[Data records]
--------------------

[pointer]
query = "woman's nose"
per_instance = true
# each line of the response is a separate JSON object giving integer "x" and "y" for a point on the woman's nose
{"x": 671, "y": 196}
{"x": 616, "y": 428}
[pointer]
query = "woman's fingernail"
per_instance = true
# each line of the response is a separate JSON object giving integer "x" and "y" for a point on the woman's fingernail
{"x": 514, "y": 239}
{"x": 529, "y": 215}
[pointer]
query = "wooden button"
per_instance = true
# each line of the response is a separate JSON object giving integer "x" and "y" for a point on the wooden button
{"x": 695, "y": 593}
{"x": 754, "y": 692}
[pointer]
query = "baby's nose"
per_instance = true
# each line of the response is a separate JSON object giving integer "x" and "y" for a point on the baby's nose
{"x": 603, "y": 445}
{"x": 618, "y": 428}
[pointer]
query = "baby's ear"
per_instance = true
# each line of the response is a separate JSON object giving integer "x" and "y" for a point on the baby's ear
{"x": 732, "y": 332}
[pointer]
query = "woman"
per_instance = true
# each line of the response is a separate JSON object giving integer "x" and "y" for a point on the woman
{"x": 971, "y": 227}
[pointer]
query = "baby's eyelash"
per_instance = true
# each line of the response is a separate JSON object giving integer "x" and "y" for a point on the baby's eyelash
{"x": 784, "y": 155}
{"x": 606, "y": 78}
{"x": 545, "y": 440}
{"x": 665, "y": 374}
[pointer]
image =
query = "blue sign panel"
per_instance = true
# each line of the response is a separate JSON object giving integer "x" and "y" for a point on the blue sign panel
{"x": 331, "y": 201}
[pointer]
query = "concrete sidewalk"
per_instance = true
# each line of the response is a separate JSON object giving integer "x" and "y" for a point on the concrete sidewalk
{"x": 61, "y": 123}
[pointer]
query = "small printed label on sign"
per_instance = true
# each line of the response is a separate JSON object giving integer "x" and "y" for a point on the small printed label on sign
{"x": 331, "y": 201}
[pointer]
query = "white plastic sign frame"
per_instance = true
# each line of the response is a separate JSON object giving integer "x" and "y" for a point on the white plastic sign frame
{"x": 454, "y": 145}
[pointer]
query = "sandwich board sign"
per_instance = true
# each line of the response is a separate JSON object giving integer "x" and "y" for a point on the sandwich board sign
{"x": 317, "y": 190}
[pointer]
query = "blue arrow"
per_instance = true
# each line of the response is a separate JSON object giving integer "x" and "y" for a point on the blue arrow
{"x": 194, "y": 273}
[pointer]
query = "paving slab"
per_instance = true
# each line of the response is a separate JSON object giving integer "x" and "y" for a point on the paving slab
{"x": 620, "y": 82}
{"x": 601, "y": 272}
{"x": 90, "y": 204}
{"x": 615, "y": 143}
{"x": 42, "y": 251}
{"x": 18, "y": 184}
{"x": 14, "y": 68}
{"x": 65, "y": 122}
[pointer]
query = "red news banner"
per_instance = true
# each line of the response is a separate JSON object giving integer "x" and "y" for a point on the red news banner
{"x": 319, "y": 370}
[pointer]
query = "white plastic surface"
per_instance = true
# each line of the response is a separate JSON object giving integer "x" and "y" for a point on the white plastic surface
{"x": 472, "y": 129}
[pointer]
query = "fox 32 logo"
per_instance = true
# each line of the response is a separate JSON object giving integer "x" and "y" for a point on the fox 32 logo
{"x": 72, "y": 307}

--------------------

- [EXERCISE OBJECTIVE]
Reproduce each record shown above without altering a single word.

- [ANSWER TO THIS EXERCISE]
[pointer]
query = "woman's nose"
per_instance = true
# each line of the response is a separate JSON object giving integer "x" and "y" for a point on the woman's nose
{"x": 671, "y": 196}
{"x": 616, "y": 428}
[pointer]
query = "woman's fingernail"
per_instance = true
# each line of the response is a separate JSON object giving integer "x" and "y" for a point on the woman's fingernail
{"x": 514, "y": 239}
{"x": 529, "y": 215}
[pointer]
query = "wooden button"
per_instance = true
# each line of the response is a separate JSON object giving integer "x" and "y" for a point on the wooden button
{"x": 695, "y": 593}
{"x": 754, "y": 692}
[pointer]
query = "baby's nose"
per_instance = true
# each line of the response is a separate JSON object giving integer "x" and "y" for a point on the baby's nose
{"x": 603, "y": 445}
{"x": 618, "y": 428}
[pointer]
query = "baby's ear"
per_instance = true
# each line of the response is a separate JSON object giving integer "x" and "y" for a point on the baby's ear
{"x": 732, "y": 332}
[pointer]
query = "woman"
per_instance = true
# each line of the response is a separate JSON object giving integer "x" and "y" for a point on the woman
{"x": 971, "y": 227}
[pointer]
query = "baby's eyelash"
per_instance = true
# each line of the response is a separate JSON object giving integer "x" and "y" for a point on the baby's eyelash
{"x": 784, "y": 155}
{"x": 606, "y": 78}
{"x": 545, "y": 440}
{"x": 665, "y": 374}
[pointer]
image =
query = "blue sign panel"
per_instance = true
# each line of the response is a separate JSON object giving integer "x" and "y" for a point on the blue sign panel
{"x": 331, "y": 201}
[pointer]
query = "concrete sidewalk"
per_instance = true
# each line of the response is a separate JSON object giving integer "x" and "y" for a point on the concrete sidewalk
{"x": 61, "y": 123}
[pointer]
query = "small printed label on sign"
per_instance = true
# each line of the response is a separate JSON object giving integer "x" and "y" for a point on the small printed label on sign
{"x": 331, "y": 201}
[pointer]
query = "white plastic sign frame"
per_instance = true
# each line of the response is a separate JSON object giving integer "x" and "y" for a point on the white plastic sign frame
{"x": 454, "y": 145}
[pointer]
query = "sandwich board sign"
per_instance = true
# each line of the response is a separate JSON object giving integer "x" and "y" for a point on the sandwich board sign
{"x": 317, "y": 190}
[pointer]
query = "blue arrow"
per_instance = true
# each line of the response is a separate JSON object giving integer "x" and "y" for a point on the blue arrow
{"x": 194, "y": 273}
[pointer]
query = "paving slab"
per_instance = true
# each line of the response is a separate JSON object giving integer "x" and "y" for a point on the paving slab
{"x": 620, "y": 82}
{"x": 601, "y": 272}
{"x": 90, "y": 204}
{"x": 615, "y": 143}
{"x": 42, "y": 251}
{"x": 18, "y": 184}
{"x": 14, "y": 68}
{"x": 65, "y": 122}
[pointer]
query = "red news banner"
per_instance = true
# each line of the response is a separate JSON object giving integer "x" and "y" for a point on the red news banner
{"x": 319, "y": 370}
[pointer]
query = "white plastic surface"
per_instance = true
# each line of the response is a separate JSON object giving integer "x" and "y" for a point on the white plastic surface
{"x": 472, "y": 129}
[pointer]
query = "fox 32 logo"
per_instance = true
# each line of the response is a separate JSON object giving integer "x" and "y" for a point on the fox 32 logo
{"x": 72, "y": 307}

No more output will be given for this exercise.